▶ [Goal of the exercise]: Write the next part of the essay on hypersigils, picking up after its final sentence.

** Text segment follows **

Hypersigils reconsidered

Lain

Above: a still from Serial Experiments Lain

I’ve been thinking recently about Grant Morrison‘s “hypersigil” concept, but considering as not an occult/magical practice, but as as a cybernetic phenomena.*

It started as a conversation between my friends Nabil Maynard and Amber Case on Twitter on the subject of Serial Experiments Lain (which I haven’t seen). Amber said:

There were a ton of parallels between that show and my life, especially now, where my online presence affects offline interactions. [1]

My online presence actually creates who I am. It’s a machine that produces my identity and exists outside of me. [2]

That reminded me of hypersigils. Morrison explained hypersigils thusly:

The “hypersigil” or “supersigil” develops the sigil concept beyond the static image and incorporates elements such as characterization, drama, and plot. The hypersigil is a sigil extended through the fourth dimension. My own comic book series The Invisibles was a six-year long sigil in the form of an occult adventure story which consumed and recreated my life during the period of its composition and execution. The hypersigil is an immensely powerful and sometimes dangerous method for actually altering reality in accordance with intent. Results can be remarkable and shocking.

Experiment:

After becoming familiar with the traditional sigil method, see if you can create your own hypersigil. The hypersigil can take the form of a poem, a story, a song, a dance, or any other extended artistic activity you wish to try. This is a newly developed technology so the parameters remain to be explored. It is important to become utterly absorbed in the hypersigil as it unfolds; this requires a high degree of absorption and concentration (which can lead to obsession but so what? You can always banish at the end) like most works of art. The hypersigil is a dynamic miniature model of the magician’s universe, a hologram, microcosm, or “voodoo doll” which can be manipulated in real time to produce changes in the macrocosmic environment of “real” life.

** End of Text segment **
** Given data follows **

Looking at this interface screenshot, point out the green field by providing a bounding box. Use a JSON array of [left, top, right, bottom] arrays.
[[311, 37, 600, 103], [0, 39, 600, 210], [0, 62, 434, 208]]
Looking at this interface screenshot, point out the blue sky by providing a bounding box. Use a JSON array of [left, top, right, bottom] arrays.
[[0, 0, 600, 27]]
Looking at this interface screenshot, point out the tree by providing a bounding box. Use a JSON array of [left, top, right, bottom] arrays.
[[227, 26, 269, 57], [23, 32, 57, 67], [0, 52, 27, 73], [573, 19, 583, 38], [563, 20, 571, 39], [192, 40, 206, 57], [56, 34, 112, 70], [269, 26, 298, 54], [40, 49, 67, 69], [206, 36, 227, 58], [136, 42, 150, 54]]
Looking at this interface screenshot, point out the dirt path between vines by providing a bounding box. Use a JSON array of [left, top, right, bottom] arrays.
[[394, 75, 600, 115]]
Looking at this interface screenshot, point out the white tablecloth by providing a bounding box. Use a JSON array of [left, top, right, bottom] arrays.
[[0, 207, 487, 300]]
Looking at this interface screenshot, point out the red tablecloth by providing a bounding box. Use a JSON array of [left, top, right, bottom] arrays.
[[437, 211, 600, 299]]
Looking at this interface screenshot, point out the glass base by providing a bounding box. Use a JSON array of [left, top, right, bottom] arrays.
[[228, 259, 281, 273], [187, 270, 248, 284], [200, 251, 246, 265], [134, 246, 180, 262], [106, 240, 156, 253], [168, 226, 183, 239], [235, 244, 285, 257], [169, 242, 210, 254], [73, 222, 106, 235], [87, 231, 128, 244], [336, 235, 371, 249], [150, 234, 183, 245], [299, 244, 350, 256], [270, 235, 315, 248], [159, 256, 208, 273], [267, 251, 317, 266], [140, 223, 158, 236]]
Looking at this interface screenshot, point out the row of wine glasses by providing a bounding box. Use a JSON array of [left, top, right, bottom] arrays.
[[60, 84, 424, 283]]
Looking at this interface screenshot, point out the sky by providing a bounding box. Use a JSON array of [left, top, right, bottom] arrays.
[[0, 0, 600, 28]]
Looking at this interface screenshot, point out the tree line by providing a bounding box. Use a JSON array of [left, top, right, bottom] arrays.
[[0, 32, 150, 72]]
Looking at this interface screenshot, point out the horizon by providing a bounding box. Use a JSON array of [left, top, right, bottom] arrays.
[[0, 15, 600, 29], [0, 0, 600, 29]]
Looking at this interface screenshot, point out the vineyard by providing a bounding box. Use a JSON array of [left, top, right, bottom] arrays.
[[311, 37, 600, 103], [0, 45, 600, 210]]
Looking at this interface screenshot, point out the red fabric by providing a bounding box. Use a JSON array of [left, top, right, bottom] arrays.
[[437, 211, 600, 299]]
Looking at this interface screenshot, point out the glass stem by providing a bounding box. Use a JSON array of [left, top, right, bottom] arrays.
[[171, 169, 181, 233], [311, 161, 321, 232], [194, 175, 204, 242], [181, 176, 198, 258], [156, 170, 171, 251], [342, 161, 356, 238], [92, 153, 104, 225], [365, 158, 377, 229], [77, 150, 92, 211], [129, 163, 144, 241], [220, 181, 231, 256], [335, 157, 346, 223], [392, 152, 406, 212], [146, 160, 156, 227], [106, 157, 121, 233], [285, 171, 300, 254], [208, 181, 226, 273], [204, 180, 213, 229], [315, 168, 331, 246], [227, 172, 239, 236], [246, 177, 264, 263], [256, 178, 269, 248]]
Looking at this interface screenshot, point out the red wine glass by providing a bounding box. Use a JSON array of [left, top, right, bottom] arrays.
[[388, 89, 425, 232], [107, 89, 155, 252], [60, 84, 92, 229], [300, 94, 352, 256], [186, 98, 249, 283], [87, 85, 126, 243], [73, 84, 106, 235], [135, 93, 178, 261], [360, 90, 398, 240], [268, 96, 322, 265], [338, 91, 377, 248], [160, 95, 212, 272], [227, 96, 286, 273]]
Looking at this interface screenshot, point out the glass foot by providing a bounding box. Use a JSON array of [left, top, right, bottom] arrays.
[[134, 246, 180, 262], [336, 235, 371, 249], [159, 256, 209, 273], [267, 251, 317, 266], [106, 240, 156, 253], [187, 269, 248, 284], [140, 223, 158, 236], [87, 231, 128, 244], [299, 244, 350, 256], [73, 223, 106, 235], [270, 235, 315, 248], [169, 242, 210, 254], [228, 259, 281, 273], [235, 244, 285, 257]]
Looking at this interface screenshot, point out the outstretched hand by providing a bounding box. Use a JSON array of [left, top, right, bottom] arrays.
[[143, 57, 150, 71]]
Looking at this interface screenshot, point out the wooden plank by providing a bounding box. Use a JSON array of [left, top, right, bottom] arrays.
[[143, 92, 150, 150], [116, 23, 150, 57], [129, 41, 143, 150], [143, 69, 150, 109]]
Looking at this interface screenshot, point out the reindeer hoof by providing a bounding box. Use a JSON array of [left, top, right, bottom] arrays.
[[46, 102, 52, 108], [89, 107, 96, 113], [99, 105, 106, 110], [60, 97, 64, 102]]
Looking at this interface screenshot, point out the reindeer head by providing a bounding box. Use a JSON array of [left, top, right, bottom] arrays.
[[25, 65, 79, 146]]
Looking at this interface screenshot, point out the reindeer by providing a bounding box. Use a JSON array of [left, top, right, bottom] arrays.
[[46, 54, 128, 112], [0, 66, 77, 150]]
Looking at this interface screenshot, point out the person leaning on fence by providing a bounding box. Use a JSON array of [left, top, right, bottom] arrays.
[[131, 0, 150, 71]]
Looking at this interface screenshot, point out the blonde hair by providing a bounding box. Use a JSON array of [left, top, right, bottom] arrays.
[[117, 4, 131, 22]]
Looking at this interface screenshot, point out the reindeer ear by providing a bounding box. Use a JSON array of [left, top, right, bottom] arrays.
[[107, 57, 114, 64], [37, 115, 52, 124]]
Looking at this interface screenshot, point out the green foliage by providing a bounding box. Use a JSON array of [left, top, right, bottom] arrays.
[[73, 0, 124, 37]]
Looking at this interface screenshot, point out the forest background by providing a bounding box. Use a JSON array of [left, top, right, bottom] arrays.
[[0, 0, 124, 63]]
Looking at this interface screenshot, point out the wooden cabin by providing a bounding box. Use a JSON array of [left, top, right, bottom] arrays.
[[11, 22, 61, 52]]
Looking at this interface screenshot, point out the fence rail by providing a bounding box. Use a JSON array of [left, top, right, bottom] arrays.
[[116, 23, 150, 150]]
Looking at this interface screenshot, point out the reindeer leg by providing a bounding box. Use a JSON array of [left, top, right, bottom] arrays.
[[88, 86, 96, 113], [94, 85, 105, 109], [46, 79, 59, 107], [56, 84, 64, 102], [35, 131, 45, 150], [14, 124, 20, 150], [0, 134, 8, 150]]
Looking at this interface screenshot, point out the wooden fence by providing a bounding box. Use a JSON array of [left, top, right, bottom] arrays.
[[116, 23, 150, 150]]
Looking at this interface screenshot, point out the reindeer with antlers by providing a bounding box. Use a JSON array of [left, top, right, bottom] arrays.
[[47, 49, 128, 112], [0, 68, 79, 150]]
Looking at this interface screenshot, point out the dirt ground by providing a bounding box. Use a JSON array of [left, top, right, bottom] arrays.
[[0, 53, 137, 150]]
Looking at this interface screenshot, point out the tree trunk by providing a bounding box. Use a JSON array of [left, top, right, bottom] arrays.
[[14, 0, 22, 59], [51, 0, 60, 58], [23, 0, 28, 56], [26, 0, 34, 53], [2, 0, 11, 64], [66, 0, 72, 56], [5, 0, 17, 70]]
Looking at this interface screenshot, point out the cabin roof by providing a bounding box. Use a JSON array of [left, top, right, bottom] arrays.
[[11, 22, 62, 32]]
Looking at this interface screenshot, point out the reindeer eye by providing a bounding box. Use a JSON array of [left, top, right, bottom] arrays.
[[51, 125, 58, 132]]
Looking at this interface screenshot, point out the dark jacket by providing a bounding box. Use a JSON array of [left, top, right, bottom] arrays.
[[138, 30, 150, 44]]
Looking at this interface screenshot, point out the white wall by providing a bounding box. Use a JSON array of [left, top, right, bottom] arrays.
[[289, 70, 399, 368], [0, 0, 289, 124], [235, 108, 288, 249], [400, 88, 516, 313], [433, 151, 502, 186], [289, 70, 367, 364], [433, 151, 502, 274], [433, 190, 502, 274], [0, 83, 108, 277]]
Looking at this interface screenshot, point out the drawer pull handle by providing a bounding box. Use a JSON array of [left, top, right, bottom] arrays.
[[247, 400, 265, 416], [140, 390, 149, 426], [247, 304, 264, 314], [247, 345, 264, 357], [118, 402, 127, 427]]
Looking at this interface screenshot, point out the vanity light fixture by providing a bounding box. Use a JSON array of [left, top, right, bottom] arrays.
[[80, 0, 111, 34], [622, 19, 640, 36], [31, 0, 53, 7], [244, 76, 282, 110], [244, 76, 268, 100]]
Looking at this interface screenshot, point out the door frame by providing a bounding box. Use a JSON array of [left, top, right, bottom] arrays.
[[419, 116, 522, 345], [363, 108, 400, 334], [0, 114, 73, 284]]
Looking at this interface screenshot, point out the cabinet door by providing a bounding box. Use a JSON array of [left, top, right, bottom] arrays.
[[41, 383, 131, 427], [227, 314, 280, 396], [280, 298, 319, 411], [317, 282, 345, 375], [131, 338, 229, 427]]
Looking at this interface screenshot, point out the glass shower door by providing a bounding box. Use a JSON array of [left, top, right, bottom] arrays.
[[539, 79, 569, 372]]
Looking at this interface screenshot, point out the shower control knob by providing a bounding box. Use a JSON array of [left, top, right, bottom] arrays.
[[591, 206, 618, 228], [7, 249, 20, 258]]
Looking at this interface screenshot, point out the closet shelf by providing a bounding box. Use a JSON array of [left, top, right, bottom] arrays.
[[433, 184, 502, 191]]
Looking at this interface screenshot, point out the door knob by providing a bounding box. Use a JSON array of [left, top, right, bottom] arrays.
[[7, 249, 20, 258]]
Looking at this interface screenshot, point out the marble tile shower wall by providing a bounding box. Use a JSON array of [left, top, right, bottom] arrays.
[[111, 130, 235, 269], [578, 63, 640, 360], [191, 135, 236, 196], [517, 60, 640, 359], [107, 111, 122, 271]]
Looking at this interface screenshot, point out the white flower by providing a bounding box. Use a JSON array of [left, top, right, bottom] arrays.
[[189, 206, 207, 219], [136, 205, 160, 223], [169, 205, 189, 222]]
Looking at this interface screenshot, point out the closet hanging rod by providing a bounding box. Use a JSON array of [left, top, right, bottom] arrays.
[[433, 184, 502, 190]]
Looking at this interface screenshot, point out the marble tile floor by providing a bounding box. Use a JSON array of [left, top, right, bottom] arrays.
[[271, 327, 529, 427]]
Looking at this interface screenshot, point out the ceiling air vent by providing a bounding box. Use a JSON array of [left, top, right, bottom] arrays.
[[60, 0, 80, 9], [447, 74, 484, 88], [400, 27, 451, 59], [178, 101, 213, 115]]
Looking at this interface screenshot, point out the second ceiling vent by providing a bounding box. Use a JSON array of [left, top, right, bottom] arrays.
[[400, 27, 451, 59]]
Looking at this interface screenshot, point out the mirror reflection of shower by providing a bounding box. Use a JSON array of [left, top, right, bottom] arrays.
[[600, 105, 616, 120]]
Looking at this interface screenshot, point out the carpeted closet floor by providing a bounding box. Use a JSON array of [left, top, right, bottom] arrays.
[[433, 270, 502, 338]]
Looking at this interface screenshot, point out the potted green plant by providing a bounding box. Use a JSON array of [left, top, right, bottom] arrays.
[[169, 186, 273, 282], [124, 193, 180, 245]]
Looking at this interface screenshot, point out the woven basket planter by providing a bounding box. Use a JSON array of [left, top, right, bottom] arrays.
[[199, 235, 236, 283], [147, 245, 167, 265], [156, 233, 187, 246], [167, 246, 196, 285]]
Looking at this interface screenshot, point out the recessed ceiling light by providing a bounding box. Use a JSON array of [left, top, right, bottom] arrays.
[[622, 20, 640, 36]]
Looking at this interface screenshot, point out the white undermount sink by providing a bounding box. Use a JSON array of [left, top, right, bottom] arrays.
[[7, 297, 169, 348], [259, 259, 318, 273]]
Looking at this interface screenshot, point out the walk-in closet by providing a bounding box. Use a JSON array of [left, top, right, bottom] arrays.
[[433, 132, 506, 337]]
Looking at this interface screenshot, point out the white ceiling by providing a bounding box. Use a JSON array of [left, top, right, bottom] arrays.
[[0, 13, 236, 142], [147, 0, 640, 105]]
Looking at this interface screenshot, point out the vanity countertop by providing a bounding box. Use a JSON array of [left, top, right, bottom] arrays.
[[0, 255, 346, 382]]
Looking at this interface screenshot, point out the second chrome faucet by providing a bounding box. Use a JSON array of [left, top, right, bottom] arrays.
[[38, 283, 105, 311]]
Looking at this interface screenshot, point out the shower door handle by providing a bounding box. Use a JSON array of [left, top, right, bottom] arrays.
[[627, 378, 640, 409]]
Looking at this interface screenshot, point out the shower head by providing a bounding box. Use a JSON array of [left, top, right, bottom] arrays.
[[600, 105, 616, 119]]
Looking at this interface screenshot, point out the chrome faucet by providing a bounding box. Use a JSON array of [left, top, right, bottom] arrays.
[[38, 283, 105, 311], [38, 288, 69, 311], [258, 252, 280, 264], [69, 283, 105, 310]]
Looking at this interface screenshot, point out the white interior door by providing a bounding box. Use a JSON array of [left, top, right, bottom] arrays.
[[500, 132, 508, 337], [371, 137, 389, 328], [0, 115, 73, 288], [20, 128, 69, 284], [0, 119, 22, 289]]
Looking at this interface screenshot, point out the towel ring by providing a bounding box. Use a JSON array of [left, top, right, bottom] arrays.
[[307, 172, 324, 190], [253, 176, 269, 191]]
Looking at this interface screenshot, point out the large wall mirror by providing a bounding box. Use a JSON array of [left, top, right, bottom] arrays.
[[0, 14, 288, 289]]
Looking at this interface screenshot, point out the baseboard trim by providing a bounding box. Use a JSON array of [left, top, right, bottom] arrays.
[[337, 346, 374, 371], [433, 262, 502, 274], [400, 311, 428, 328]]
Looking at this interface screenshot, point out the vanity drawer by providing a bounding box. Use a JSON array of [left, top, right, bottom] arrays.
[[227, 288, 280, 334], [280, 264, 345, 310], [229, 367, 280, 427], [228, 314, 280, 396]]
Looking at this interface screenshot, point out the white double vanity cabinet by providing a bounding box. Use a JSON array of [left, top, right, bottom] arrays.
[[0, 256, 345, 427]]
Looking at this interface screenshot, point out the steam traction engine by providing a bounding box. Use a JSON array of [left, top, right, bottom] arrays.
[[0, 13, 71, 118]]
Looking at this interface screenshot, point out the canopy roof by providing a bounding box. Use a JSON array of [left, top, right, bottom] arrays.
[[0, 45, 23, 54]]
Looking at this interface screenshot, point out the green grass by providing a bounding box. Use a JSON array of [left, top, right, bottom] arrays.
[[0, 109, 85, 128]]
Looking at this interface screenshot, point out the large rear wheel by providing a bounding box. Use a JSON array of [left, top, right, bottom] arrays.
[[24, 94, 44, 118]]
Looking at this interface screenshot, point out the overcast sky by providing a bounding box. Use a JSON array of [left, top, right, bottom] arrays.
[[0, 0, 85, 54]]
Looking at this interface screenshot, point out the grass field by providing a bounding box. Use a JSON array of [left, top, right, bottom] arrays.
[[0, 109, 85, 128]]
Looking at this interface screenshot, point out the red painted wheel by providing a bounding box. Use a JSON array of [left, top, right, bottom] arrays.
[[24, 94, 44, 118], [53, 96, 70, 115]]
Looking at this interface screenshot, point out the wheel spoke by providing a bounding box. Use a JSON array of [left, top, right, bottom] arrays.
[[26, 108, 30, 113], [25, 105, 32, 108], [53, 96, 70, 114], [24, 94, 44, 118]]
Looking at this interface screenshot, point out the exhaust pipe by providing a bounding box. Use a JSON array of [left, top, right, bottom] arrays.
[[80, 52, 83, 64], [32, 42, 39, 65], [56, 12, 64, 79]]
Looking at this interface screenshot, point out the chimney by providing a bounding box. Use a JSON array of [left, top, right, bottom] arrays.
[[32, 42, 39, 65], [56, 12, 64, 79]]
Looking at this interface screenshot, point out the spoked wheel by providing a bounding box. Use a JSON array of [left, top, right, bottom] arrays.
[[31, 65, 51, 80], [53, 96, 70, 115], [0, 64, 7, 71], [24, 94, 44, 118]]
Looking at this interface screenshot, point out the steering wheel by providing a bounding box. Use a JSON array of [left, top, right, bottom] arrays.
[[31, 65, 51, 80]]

** End of Given data **

▶ [Result]:
-“Pop Magic” by Grant Morrison from The Disinfo Book of Lies, pg. 20. (For more information, listen to Morrison’s talk from DisinfoCon (also available on DVD)

Invisibles

Above: an image from The Invisibles. The character in the center wearing a suit is King Mob, the character from Invisibles that Morrison identified himself with. Below: a photograph of Grant Morrison from his web site.

grant morrison

There has been extended internet-drama on occult sites regarding what does and does not count as a hypersigil. I think Morrison is clear that the hypersigil takes the form of a serial narrative – whether that be a comic series, a movie trilogy, a series of songs or albums, or what have you. But others have made a compelling argument that the definition needn’t be so limited. Nick Pell, in his essay “Beyond the Sigil: Creating YR own Mind Viruses” in Magic on the Edge, makes a compelling case for this, using Shepard Fairley‘s “Andre the Giant has a Posse” and “Obey Giant” campaigns as examples of other types of extended, non-static sigils.

However, for purposes of this essay, I’m only going to consider “hypersigils” as narrative works- but I do want to consider narrative beyond strictly fictional narratives. For example, one can create a narrative in a personal blog or Live Journal or their Twitter or Facebook updates.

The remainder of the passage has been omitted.